_SHORT EXERCISE_
Swap "wood floor" for "tile floor" everywhere it appears in the material below and write the material out again with nothing else changed.

_MATERIAL SUPPLIED_
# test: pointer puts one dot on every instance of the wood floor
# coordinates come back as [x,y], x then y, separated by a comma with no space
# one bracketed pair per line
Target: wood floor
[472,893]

_FULL RESPONSE_
# test: pointer puts one dot on every instance of the tile floor
# coordinates come back as [x,y], x then y, separated by a comma with no space
# one bracketed pair per line
Target: tile floor
[472,893]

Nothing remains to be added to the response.